──────── Text passage ────────

The main takeaway of the report is this, as highlighted by FlatpanelsHD.com: the shift in revenue and market share between theatrical movie entertainment and digital home entertainment has been nothing short of astonishing during the last 5 years. In 2015 movie money made through theatrical releases accounted for 39.1 of about 75 billion dollars worth of revenue, while DVD/Blu-ray accounted for 19.7 and streaming for just 16.6. From 2016 to 2019 these numbers changed to 42.3 billion for the theatrical releases, 8.8 for DVD/Blu-ray/UHD Blu-ray releases and 47.2 (!) for streaming, of more than 97 billion dollars worth of revenue globally.
So while movies made more money than ever before in cinemas overall - especially during banner years such as 2016 or 2019 - home entertainment went from an also-ran to the dominant force of the show business revenue-wise. 2020 was, of course, an anomaly, so there's no point in talking about the jump of home entertainment percentage to almost 70 billion (since almost all movie theatres worldwide were closed during most of that year). It's worth noting that comparisons between streaming services and theatrical movie releases are not exactly apples-to-apples, as the former also include a lot of content other than films (such as TV shows or documentaries or whathaveyou). But still: from 16.6 billion to 47.2 in five film seasons! Streaming is not a "trend" anymore. It's now the cornerstone of modern entertainment.
This is why 2021 will be a truly important year as far as the evolution of modern entertainment is concerned: many movies will premiere at home this year, while a lot of movie theatres will remain closed for many of these 12 months (they've been closed for the first 5 already). The way all of this plays out will definitely affect Hollywood's plans for 2022 and beyond. As the MPA report and many analysts point out, the pandemic of COVID-19 basically accelerated changes that had already started taking place. But it is only now that most of us realize we may not be "getting back" to the way things were in 2019 when movie theatres and film production eventually resume operations.
There is a point, though, worth making of the imbalance created by the swift changes the pandemic brought about: home entertainment may now amount to most of the dollars spent in the modern show business, but that does not make the former capable of sustaining the latter. Low-cost subscriptions to services and high sales of DVDs simply do not make enough money in order to provide sufficient funding for Hollywood's numerous ultra-costly productions every year. This is why the meteoric rise of home entertainment in 2020 was not enough to offset the terrible losses suffered by all studios due to theatrical releases not happening, which led to a reduction of almost 20% in total market revenue.
Changes may be happening fast, in other words, but that does not mean that the motion picture business is ready for a full transition to day-and-date home and theater film releases (let alone for targeting home releases exclusively). Cinemas are very much needed in order to help Hollywood continue doing what it does for almost a century now: produce movies people want to watch. Truth be told, that is how we like it too. We had the best of both worlds in 2019: the great new blockbusters we want to see in a movie theatre in order to enjoy the whole cinematic experience, as well as Netflix or Disney Plus at home, ready to offer everything else on our Smart TV.
There's no reason why this model cannot work again. It's just that, for the first time in the history of entertainment, no one really knows whether consumers will lean toward the cinematic experience or toward the comfort of a couch when the COVID-19 situation is more or less resolved. How could anyone know? We've never been asked before whether we'd like our film premieres to happen in our living room or among dozens of strangers in a movie theatre in a post-pandemic world, have we?

──────── Data under study ────────

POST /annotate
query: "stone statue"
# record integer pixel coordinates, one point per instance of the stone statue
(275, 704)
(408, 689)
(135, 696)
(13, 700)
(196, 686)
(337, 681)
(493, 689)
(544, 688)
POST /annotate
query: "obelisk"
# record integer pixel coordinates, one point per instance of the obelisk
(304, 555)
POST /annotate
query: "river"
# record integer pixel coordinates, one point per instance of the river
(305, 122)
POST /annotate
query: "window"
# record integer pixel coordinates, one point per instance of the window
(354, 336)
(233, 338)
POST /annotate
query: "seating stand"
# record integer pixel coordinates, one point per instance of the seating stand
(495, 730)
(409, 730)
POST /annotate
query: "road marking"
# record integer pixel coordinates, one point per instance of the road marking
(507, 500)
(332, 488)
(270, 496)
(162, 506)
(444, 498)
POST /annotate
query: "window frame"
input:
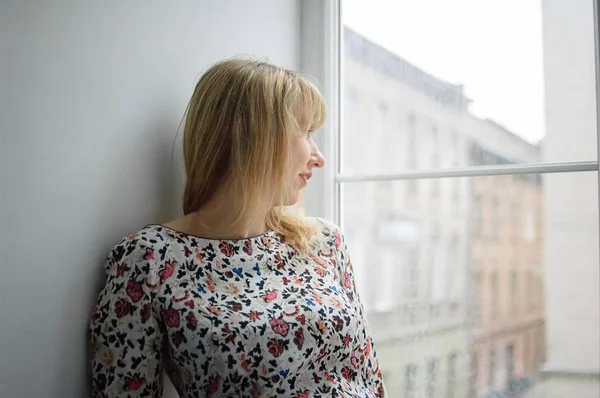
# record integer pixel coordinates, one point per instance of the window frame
(321, 33)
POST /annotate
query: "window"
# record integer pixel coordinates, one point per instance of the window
(495, 112)
(451, 389)
(494, 295)
(431, 377)
(492, 369)
(514, 291)
(529, 226)
(510, 369)
(410, 378)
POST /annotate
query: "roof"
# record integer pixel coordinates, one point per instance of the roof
(384, 61)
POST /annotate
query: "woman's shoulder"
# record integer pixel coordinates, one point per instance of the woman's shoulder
(328, 234)
(143, 248)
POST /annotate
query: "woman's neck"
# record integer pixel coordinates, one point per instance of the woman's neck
(216, 220)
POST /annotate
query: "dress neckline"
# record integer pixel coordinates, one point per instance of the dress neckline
(267, 234)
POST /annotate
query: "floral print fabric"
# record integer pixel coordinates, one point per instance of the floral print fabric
(244, 318)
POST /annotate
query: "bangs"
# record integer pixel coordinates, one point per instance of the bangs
(310, 105)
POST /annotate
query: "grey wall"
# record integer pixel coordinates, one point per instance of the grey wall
(92, 94)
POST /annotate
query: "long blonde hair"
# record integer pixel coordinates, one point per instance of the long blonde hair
(238, 129)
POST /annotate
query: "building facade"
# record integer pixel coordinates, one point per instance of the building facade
(507, 317)
(422, 271)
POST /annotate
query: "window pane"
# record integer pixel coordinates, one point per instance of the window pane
(454, 291)
(456, 87)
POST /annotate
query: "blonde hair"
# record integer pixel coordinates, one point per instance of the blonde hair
(239, 122)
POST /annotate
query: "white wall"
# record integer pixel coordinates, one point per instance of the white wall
(571, 200)
(92, 94)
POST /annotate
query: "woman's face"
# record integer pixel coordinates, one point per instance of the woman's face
(304, 157)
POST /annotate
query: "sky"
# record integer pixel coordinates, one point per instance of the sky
(493, 47)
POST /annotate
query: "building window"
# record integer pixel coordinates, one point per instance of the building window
(510, 370)
(492, 369)
(410, 378)
(494, 292)
(435, 148)
(412, 271)
(495, 221)
(529, 225)
(477, 218)
(514, 291)
(431, 377)
(451, 388)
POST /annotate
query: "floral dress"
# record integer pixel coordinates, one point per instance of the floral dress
(231, 318)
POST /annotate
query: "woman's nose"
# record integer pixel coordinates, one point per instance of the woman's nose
(317, 159)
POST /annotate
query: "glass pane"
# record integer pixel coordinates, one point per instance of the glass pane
(470, 285)
(428, 84)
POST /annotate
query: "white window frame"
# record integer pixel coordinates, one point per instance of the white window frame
(321, 38)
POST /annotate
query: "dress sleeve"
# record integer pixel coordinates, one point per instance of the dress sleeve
(126, 335)
(373, 374)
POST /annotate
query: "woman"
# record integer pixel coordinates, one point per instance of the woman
(241, 297)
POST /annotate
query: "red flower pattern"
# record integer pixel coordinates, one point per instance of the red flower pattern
(171, 317)
(279, 326)
(204, 297)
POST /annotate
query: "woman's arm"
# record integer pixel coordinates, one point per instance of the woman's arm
(373, 372)
(126, 334)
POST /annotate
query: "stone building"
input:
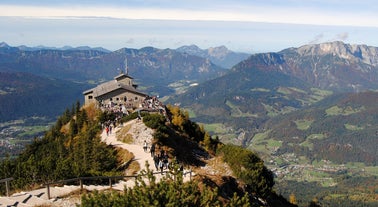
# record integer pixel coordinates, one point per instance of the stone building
(120, 92)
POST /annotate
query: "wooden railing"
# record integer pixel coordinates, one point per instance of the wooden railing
(109, 178)
(6, 181)
(81, 179)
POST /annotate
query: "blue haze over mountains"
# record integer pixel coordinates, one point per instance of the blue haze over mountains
(331, 86)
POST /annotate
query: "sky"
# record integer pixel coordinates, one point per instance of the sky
(250, 26)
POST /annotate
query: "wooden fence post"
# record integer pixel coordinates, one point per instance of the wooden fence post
(7, 187)
(48, 191)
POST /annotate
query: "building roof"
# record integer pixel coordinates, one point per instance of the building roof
(110, 86)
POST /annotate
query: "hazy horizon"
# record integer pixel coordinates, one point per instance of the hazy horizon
(241, 26)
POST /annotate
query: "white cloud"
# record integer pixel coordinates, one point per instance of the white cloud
(270, 14)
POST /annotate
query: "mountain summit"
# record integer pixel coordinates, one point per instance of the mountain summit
(221, 55)
(332, 66)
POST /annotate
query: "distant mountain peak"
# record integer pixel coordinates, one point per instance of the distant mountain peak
(220, 55)
(355, 53)
(3, 44)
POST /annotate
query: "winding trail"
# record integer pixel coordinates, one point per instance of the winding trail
(137, 130)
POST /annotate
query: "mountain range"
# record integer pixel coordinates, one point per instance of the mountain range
(218, 55)
(305, 105)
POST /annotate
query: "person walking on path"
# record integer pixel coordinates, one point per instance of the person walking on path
(152, 150)
(145, 146)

────────

◆ Your instructions
Give every distinct calendar year named in the text on theatrical and home entertainment revenue, in chronological order.

◆ Output
2015, 2016, 2019, 2020, 2021, 2022